#### 所供文本:
首先启动airflow webserver -p 8080,在Admin->Connection下,找到Conn Idssh_default的记录。编辑填入host主机地址/login用户名/password密码,供后面的dag内task用。

Airflow SSHOperator使用示例如下:

from airflow.contrib.operators.ssh_operator import SSHOperator

t4 = SSHOperator(
    ssh_conn_id='ssh_default', # 指定conn_id
    task_id='ssh_to_other_host',
    command='touch /tmp/test_ssh_in_airflow.txt', # 在remote机器/tmp/下面创建一个文件
    dag=dag
)

完整示例源码在这里

测试:

$ airflow test shell_ssh_test ssh_to_other_host 2018-04-02

后续还有个小问题,如果希望在remote机器上面执行脚本,需要留意在.sh文件后缀之后加一个空格,方法如下:

t4 = SSHOperator(
    ssh_conn_id='ssh_default', # 指定conn_id
    task_id='ssh_to_other_host',
    command='/bin/bash /tmp/runme.sh ', # 注意在.sh后面有个空格,相传是jinja模板解析问题导致
    dag=dag
)

其实看懂paramiko的用法,就能知道SSHOperator到底是如何实现ssh的。这里举一个简单的示例:

#!/usr/bin/env python
# filename: ssh_demo.py

import sys, paramiko

if len(sys.argv) < 4:
    print("args missing")
    sys.exit(1)

hostname = sys.argv[1]
password = sys.argv[2]
command = sys.argv[3]

username = "master"
port = 22

try:
    client = paramiko.SSHClient()
    client.load_system_host_keys()
    client.set_missing_host_key_policy(paramiko.WarningPolicy)

    client.connect(
        hostname,
        port=port,
        username=username,
        password=password
    )

    stdin, stdout, stderr = client.exec_command(command)
    print(stdout.read())
finally:
    client.close()

执行后会返回远端服务器的日期:

$ python ssh_demo.py <hostname> <password> date

#### 任务:
**A)** 从这篇 SSHOperator 说明中原样抄出一段:从含有“client.set_missing_host_key_policy(paramiko.WarningPolicy)”的字句开始,到“print(stdout.read())”为止。
**B)** 根据这篇 SSHOperator 说明回答下列问题,每题一行:
(i) 在 Admin->Connection 下要找的是哪个 Conn Id 的记录?
(ii) 想在 remote 机器上执行脚本时,.sh 文件后缀之后需要加什么?
(iii) ssh_demo.py 执行后会返回什么?
**C)** 用两句话概括这篇 SSHOperator 说明。

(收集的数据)
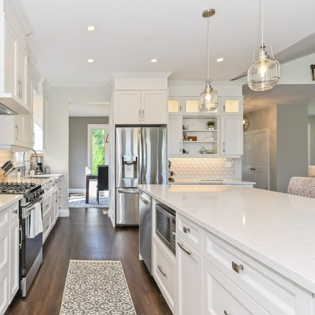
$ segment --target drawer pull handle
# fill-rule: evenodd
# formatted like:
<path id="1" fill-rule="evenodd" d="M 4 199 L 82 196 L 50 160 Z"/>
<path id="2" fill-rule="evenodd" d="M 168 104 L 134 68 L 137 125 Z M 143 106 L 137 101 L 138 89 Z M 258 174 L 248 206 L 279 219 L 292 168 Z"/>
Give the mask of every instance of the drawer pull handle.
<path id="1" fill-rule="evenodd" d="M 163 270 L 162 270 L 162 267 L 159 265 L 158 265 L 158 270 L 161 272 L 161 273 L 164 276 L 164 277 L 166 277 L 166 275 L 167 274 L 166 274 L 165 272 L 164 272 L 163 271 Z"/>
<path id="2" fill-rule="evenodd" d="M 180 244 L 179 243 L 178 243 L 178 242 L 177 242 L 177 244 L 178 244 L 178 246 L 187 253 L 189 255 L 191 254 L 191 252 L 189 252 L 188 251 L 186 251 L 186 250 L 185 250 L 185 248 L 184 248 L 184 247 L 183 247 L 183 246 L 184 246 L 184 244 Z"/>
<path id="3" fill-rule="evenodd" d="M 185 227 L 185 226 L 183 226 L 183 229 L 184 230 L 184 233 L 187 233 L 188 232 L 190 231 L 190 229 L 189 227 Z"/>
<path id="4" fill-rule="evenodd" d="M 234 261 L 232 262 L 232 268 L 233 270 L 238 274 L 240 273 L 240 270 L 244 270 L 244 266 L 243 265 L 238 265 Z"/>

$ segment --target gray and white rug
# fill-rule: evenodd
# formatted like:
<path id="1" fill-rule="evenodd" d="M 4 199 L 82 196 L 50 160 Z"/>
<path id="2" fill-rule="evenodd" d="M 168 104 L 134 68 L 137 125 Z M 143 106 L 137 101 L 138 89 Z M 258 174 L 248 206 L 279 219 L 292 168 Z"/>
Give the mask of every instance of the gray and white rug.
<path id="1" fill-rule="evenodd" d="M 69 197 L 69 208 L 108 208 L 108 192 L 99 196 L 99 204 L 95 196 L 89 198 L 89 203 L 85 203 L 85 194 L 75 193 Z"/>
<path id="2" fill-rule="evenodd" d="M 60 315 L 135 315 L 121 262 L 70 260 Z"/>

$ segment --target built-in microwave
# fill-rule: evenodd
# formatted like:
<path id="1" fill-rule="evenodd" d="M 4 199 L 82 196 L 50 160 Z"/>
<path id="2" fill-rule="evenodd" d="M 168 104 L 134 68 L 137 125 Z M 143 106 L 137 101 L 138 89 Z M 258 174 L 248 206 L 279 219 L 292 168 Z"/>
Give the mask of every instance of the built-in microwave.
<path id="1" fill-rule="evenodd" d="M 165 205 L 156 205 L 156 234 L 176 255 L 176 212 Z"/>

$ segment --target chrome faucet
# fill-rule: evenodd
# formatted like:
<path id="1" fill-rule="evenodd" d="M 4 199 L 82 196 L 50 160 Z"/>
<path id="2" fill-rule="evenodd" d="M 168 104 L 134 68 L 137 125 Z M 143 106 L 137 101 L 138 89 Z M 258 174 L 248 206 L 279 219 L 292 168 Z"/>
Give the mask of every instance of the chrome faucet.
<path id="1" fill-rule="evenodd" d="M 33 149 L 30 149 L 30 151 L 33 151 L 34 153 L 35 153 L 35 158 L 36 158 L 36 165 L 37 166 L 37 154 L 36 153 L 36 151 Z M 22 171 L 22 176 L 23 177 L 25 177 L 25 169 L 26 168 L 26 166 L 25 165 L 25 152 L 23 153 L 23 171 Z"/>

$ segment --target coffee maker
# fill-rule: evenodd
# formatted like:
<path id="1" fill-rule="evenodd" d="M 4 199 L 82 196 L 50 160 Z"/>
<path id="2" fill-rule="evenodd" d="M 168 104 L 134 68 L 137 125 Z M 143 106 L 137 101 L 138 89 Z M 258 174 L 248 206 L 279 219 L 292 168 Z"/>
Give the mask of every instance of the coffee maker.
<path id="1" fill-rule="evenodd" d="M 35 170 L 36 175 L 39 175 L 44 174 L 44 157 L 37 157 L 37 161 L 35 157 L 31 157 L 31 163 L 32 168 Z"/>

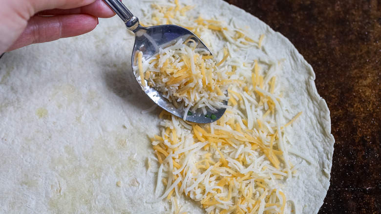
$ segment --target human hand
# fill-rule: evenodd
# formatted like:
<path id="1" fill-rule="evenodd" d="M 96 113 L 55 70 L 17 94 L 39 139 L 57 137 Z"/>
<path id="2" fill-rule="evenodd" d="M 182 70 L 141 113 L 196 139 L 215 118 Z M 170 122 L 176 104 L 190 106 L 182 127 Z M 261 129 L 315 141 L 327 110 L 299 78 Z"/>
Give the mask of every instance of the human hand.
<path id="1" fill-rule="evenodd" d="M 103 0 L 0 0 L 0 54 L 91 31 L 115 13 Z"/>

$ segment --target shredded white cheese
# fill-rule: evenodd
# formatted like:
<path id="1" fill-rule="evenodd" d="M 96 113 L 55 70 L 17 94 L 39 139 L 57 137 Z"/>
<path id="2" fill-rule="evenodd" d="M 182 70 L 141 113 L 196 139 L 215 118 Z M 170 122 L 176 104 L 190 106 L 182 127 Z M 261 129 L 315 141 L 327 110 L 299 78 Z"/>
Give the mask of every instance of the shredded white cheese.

#### 答案列表:
**A)**
client.set_missing_host_key_policy(paramiko.WarningPolicy)

    client.connect(
        hostname,
        port=port,
        username=username,
        password=password
    )

    stdin, stdout, stderr = client.exec_command(command)
    print(stdout.read())

**B)**
(i) ssh_default
(ii) 一个空格
(iii) 远端服务器的日期

**C)** 先在 Admin->Connection 下编辑 ssh_default 记录,填入主机地址、用户名和密码,再在 SSHOperator 中用 ssh_conn_id 指定它,就能在 remote 机器上执行命令;若要执行脚本,需在 .sh 后缀之后加一个空格。文中还给出一个 paramiko 的简单示例,因为看懂 paramiko 的用法就能知道 SSHOperator 是如何实现 ssh 的。